### WHAT IS ASKED
Copy out all of the material below, substituting "trace every instance" for each occurrence of "outline each instance" and leaving everything else unchanged. Omit the pictures.

### DATASET RECORDS
===============

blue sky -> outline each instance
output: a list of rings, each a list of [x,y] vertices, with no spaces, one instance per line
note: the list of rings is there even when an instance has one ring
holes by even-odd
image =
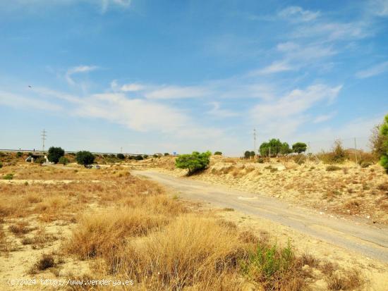
[[[387,113],[387,0],[0,0],[0,148],[367,149]]]

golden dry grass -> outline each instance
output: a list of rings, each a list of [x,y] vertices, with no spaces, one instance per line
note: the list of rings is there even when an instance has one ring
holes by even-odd
[[[0,251],[30,248],[51,254],[47,250],[54,245],[66,260],[89,263],[90,271],[79,273],[80,278],[129,278],[135,282],[132,289],[144,290],[232,291],[253,287],[292,291],[308,287],[311,275],[302,266],[318,264],[311,256],[295,255],[291,247],[292,256],[281,261],[279,256],[286,249],[277,246],[271,263],[262,264],[273,263],[277,271],[262,273],[254,259],[256,251],[260,246],[270,254],[273,245],[240,231],[212,212],[170,197],[160,186],[132,176],[121,166],[102,171],[9,167],[13,167],[16,180],[79,182],[0,184]],[[236,170],[232,166],[225,172]],[[254,173],[253,167],[238,171],[243,175]],[[96,180],[99,182],[92,182]],[[27,221],[30,224],[23,223]],[[50,228],[66,229],[68,235],[63,240]],[[68,278],[56,268],[58,264],[51,254],[43,255],[25,271],[40,275],[51,270]],[[286,271],[285,264],[289,264]]]

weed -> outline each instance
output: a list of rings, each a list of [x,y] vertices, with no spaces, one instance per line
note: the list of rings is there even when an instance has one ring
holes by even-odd
[[[339,167],[338,166],[330,165],[326,167],[326,171],[339,171],[339,170],[341,170],[341,168]]]

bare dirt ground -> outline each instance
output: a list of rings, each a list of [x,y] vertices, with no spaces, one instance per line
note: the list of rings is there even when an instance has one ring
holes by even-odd
[[[176,177],[173,157],[133,163],[133,168],[155,168]],[[293,161],[269,164],[238,159],[213,157],[204,172],[191,180],[222,185],[238,190],[304,205],[341,217],[357,217],[371,224],[388,224],[388,175],[380,165],[360,168],[353,163],[327,171],[328,165]]]
[[[355,255],[274,222],[270,216],[276,213],[265,218],[244,207],[214,209],[203,197],[194,203],[185,191],[166,191],[129,173],[153,163],[149,159],[97,170],[11,162],[0,168],[0,290],[384,290],[387,264],[371,256]],[[4,180],[9,174],[12,179]],[[186,181],[190,188],[193,180]],[[244,195],[238,202],[248,206]],[[298,224],[298,217],[292,218]],[[322,231],[315,228],[310,229]],[[354,235],[361,240],[372,235]],[[282,260],[289,240],[296,253],[286,273],[263,277],[244,254],[259,242]],[[275,242],[278,247],[271,247]],[[9,284],[32,278],[38,283]],[[54,287],[40,281],[87,278],[135,278],[135,284]]]
[[[171,187],[171,191],[184,199],[229,210],[222,211],[223,217],[237,221],[247,229],[267,231],[283,241],[291,237],[300,250],[344,266],[357,266],[368,274],[372,290],[386,290],[388,228],[385,225],[341,219],[256,193],[176,178],[152,170],[132,173]]]

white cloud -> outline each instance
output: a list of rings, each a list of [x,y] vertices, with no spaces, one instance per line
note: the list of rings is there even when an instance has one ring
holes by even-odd
[[[102,0],[101,10],[104,13],[108,10],[109,6],[116,6],[123,8],[127,8],[131,6],[132,0]]]
[[[256,70],[255,73],[260,75],[273,74],[275,73],[285,72],[292,70],[294,68],[291,67],[286,61],[274,61],[271,65]]]
[[[363,79],[382,74],[388,70],[388,61],[379,63],[364,70],[360,70],[356,74],[358,78]]]
[[[143,90],[145,88],[145,87],[141,84],[132,83],[123,85],[121,86],[121,90],[123,92],[135,92]]]
[[[97,70],[97,68],[98,67],[95,66],[78,66],[77,67],[73,67],[67,70],[65,75],[65,78],[69,85],[73,85],[75,84],[75,82],[74,82],[72,78],[73,75],[80,73],[91,72],[92,70]]]
[[[289,6],[278,13],[279,16],[295,21],[311,21],[320,16],[320,12],[304,10],[299,6]]]
[[[321,37],[326,42],[359,39],[372,35],[368,23],[347,23],[322,22],[313,25],[298,27],[291,35],[293,37]]]
[[[0,92],[0,104],[19,109],[57,111],[61,106],[35,98],[27,98],[13,93]]]
[[[256,105],[250,111],[250,118],[265,135],[289,137],[308,120],[306,111],[321,101],[332,102],[341,87],[315,85],[292,90],[274,101]]]
[[[198,86],[166,86],[145,94],[145,97],[152,99],[184,99],[202,97],[209,94],[207,88]]]
[[[229,117],[235,117],[239,115],[236,112],[234,112],[231,110],[222,109],[219,102],[211,102],[210,103],[210,104],[212,105],[213,108],[207,111],[207,114],[210,114],[212,116],[220,118],[225,118]]]
[[[23,9],[27,12],[42,13],[42,7],[47,9],[76,5],[80,2],[97,6],[101,9],[102,13],[106,13],[109,7],[126,9],[131,7],[132,4],[131,0],[12,0],[11,1],[0,1],[0,7],[5,11]]]

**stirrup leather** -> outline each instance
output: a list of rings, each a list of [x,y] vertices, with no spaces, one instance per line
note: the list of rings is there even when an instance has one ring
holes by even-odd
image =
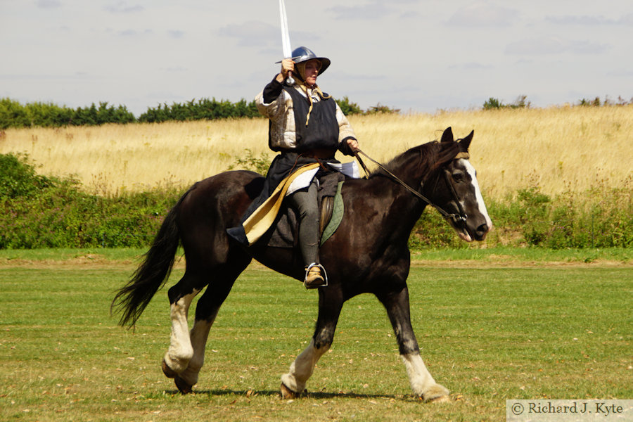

===============

### FULL OUTPUT
blue sky -> trace every instance
output: a list of rings, each a list of [x,y] vertices, with no spaces, one instance per line
note: the list of rings is there even when an instance has one ring
holes by even-odd
image =
[[[387,113],[387,0],[0,0],[0,148],[367,149]]]

golden dry grass -> trace every instance
output: a list of rings, each a list of [x,y] vertices, with no spaces, one instance per line
note: the list of rings is there even when an instance has one ring
holes by even-odd
[[[0,251],[30,248],[51,254],[47,250],[54,245],[66,260],[89,263],[90,271],[79,273],[80,278],[129,278],[135,282],[132,289],[144,290],[232,291],[253,287],[292,291],[308,287],[311,275],[302,266],[318,264],[311,256],[295,255],[291,247],[292,256],[281,261],[279,256],[286,249],[277,246],[271,263],[262,264],[273,263],[277,271],[262,273],[254,259],[256,251],[260,246],[270,254],[273,245],[240,231],[212,212],[170,197],[160,186],[132,176],[121,166],[102,171],[9,167],[13,167],[16,180],[79,182],[0,184]],[[236,170],[232,166],[225,172]],[[254,173],[253,167],[238,171],[243,175]],[[96,180],[99,182],[92,182]],[[27,221],[30,224],[23,223]],[[50,228],[66,229],[68,235],[63,240]],[[68,278],[56,268],[58,264],[51,254],[43,255],[25,271],[40,275],[51,270]],[[286,271],[285,264],[289,264]]]

weed -> trace every instance
output: a list of rings, each a list of [x,y] vertices, with no spaces, one instance per line
note: the list of rings is there even when an instance has one ring
holes by even-odd
[[[339,167],[338,166],[330,165],[326,167],[326,171],[339,171],[339,170],[341,170],[341,168]]]

bare dirt ground -> trace every instance
output: a list of rings, each a list of [x,y] vertices, with no spaces, one instance per line
note: the list of rings is there even when an instance has one ring
holes by even-odd
[[[176,177],[173,157],[133,163],[133,168],[155,168]],[[293,161],[269,164],[238,159],[213,157],[204,172],[191,180],[222,185],[238,190],[304,205],[341,217],[357,217],[371,224],[388,224],[388,175],[380,165],[360,168],[353,163],[327,171],[328,165]]]
[[[355,255],[274,222],[270,216],[276,213],[265,218],[244,207],[214,209],[203,197],[194,203],[185,191],[166,191],[129,173],[153,163],[149,159],[97,170],[11,162],[0,168],[0,290],[384,290],[387,264],[371,256]],[[4,180],[9,174],[12,179]],[[186,181],[190,188],[193,180]],[[244,195],[238,202],[248,206]],[[298,224],[298,217],[292,218]],[[322,231],[315,228],[310,229]],[[354,235],[361,240],[372,235]],[[282,260],[289,240],[296,253],[286,273],[263,277],[244,254],[259,242]],[[275,242],[278,247],[271,247]],[[9,284],[32,278],[38,283]],[[54,287],[40,281],[87,278],[135,278],[135,284]]]
[[[171,187],[171,191],[184,199],[229,210],[222,211],[223,217],[237,221],[247,229],[267,231],[283,241],[291,237],[300,250],[344,266],[357,266],[368,274],[372,290],[386,290],[388,228],[385,225],[341,219],[256,193],[176,178],[152,170],[132,173]]]

white cloud -> trace every instance
output: a list of rings, each a list of [x,y] vertices, with no spaces, one instance per line
note: the list of rings is there even when an instance has one ring
holes by even-odd
[[[102,0],[101,10],[104,13],[108,10],[109,6],[116,6],[123,8],[127,8],[131,6],[132,0]]]
[[[256,70],[255,73],[260,75],[273,74],[275,73],[285,72],[292,70],[294,68],[291,67],[286,61],[274,61],[271,65]]]
[[[363,79],[382,74],[388,70],[388,61],[379,63],[364,70],[360,70],[356,74],[358,78]]]
[[[143,90],[145,88],[145,87],[141,84],[132,83],[123,85],[121,86],[121,90],[123,92],[135,92]]]
[[[97,70],[97,68],[98,67],[95,66],[78,66],[77,67],[73,67],[67,70],[65,75],[65,78],[69,85],[73,85],[75,84],[75,82],[74,82],[72,78],[73,75],[80,73],[91,72],[92,70]]]
[[[289,6],[278,13],[279,16],[295,21],[311,21],[320,16],[320,12],[304,10],[299,6]]]
[[[321,37],[326,42],[359,39],[372,35],[368,23],[347,23],[322,22],[313,25],[298,27],[291,35],[293,37]]]
[[[0,92],[0,104],[19,109],[57,111],[61,106],[35,98],[27,98],[13,93]]]
[[[256,105],[250,111],[250,118],[265,135],[289,137],[308,120],[306,111],[321,101],[332,102],[341,87],[315,85],[292,90],[274,101]]]
[[[198,86],[166,86],[145,94],[145,97],[152,99],[184,99],[202,97],[209,94],[207,88]]]
[[[229,117],[235,117],[239,115],[236,112],[234,112],[231,110],[222,109],[219,102],[211,102],[210,103],[210,104],[212,105],[213,108],[207,111],[207,114],[210,114],[212,116],[220,118],[225,118]]]
[[[23,9],[27,12],[42,13],[42,7],[47,9],[76,5],[80,2],[97,6],[101,9],[102,13],[106,13],[109,7],[126,9],[131,7],[132,4],[131,0],[12,0],[11,1],[0,1],[0,7],[5,11]]]

**stirrup leather** -> trace every instance
output: a list of rings, each a list of [x,y] vertices, with no spaces, one instance per line
note: the list of rings is there even when an instance has one ring
holes by even-odd
image =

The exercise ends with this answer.